● **Directions for this task**:
In the passage about Rio Tinto and Extract, list every phrase that appears inside single quotation marks.

[Passage provided Boundary: Start]

This initial piece of opportunism has been rewarded grandly, particularly given the scale of the Rossing South discovery in conjunction with declining output from Rio’s mature Rossing mine.

It is understood that Rio Tinto has held informal off-and-on talks with Extract about the deposit for years, but the major mining group confirmed its concrete interest in the project earlier this week.

On Monday Extract and Rio confirmed that they had begun talks to evaluate ‘significant potential synergies’ that could be generated from a joint development of both projects.

Duncan Hughes, mining analyst at Ambrian Capital, reckons this latest development is all the more material because its timing correlates with comments made by Rio chief executive Tom Albanese in the mining company’s full-year review last week.

The analyst highlights that in the post-results question round, Albanese admitted that Rio main uranium assets ERA and Rossing were getting ‘long in the tooth’. The Rio boss went on to say that the miner was keen to maintain a position in the uranium market and they need to do something about the two mature mines.

Albanese reportedly said that ‘a little more juice’ could be squeezed from ERA and Rossing, but investors should ‘watch this space’ on Rio’s strategy going forwards.

Hughes said: “(Extract) feels that these are sufficient funds to complete the DFS, but acknowledges that funding of the further project build will require additional dilution. 

“To that end, Extract is currently considering financing options; presumably Rio Tinto fits in here, as well as the potential for an additional off-take party?”

[Passage provided Boundary: End]
[Extracted entries Boundary: Start]

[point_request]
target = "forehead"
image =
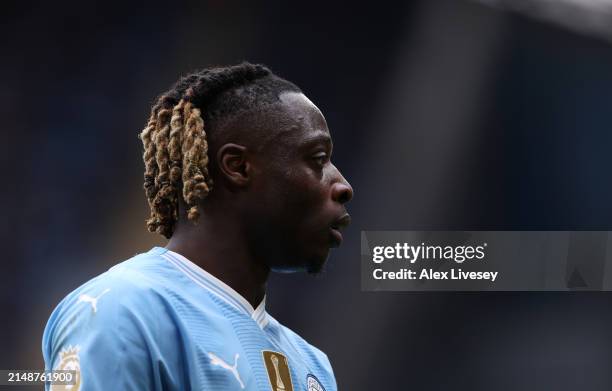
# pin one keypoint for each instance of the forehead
(296, 120)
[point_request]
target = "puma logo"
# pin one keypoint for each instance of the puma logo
(93, 300)
(215, 360)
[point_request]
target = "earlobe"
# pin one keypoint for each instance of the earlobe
(233, 164)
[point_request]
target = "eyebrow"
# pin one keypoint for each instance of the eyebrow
(319, 138)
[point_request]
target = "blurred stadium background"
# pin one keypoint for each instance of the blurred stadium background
(445, 114)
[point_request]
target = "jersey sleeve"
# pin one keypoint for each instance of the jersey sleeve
(108, 332)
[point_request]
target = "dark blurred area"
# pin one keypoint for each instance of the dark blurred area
(445, 115)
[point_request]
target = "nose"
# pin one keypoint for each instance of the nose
(342, 191)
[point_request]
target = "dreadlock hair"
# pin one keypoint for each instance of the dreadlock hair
(175, 137)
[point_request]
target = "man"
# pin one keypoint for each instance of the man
(239, 178)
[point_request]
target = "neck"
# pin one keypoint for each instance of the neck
(218, 247)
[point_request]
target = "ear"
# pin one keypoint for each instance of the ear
(233, 164)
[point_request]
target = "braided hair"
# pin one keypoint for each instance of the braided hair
(175, 138)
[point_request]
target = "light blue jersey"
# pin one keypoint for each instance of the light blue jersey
(159, 322)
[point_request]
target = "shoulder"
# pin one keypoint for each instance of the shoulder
(127, 298)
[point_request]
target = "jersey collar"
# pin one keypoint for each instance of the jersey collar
(217, 287)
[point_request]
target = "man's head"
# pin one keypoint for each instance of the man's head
(242, 140)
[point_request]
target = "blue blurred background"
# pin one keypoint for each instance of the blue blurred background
(446, 114)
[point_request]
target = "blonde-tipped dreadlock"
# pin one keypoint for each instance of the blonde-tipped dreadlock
(175, 139)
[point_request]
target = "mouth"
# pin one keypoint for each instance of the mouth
(335, 228)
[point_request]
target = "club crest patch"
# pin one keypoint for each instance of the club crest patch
(69, 361)
(277, 367)
(313, 384)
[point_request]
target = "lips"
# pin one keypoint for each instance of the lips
(336, 226)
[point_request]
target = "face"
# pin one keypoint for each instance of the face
(298, 195)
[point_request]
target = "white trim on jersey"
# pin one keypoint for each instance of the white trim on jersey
(217, 287)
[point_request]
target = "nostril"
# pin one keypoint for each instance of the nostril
(343, 193)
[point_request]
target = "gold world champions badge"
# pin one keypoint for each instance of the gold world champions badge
(278, 370)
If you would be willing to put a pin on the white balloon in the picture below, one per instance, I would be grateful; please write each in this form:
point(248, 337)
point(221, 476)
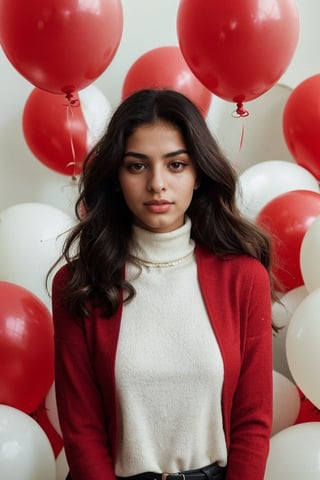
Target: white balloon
point(261, 131)
point(286, 403)
point(62, 468)
point(262, 182)
point(31, 237)
point(294, 453)
point(302, 346)
point(96, 110)
point(310, 256)
point(282, 312)
point(25, 453)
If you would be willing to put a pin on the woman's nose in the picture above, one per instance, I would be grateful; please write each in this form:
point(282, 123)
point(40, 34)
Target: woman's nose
point(156, 181)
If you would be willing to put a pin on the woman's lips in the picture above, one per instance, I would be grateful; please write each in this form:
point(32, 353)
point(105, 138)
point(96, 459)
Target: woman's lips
point(158, 206)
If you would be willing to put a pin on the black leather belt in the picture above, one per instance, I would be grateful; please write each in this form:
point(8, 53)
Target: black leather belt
point(210, 472)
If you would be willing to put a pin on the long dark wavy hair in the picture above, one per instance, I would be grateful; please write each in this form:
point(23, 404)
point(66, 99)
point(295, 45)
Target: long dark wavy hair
point(97, 248)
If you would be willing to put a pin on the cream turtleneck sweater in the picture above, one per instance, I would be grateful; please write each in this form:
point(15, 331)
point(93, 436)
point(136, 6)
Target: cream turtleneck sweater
point(169, 370)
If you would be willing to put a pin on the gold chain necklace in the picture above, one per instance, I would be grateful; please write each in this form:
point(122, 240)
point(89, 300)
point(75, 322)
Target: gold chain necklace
point(172, 263)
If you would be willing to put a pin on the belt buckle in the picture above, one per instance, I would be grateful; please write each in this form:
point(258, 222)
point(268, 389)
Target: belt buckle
point(164, 476)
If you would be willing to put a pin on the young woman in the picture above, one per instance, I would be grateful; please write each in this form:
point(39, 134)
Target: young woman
point(162, 311)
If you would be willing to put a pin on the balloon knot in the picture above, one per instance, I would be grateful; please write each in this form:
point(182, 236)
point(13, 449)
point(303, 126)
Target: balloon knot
point(240, 111)
point(71, 101)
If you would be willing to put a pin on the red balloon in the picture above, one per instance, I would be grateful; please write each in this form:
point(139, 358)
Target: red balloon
point(55, 131)
point(165, 67)
point(60, 45)
point(287, 217)
point(26, 348)
point(238, 51)
point(301, 120)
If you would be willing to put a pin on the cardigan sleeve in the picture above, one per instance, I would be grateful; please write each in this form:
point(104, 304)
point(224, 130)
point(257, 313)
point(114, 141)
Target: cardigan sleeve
point(251, 412)
point(79, 400)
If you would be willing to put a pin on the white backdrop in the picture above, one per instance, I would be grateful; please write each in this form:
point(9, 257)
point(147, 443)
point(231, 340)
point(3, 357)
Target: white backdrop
point(147, 24)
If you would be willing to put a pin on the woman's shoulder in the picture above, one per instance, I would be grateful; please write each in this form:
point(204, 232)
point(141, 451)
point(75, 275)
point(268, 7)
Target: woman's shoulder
point(61, 276)
point(241, 264)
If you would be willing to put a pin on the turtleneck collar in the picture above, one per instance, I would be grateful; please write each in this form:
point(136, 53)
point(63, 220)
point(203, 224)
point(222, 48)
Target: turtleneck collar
point(162, 247)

[Extracted entries Boundary: End]

● **Task answer**:
- ‘significant potential synergies’
- ‘long in the tooth’
- ‘a little more juice’
- ‘watch this space’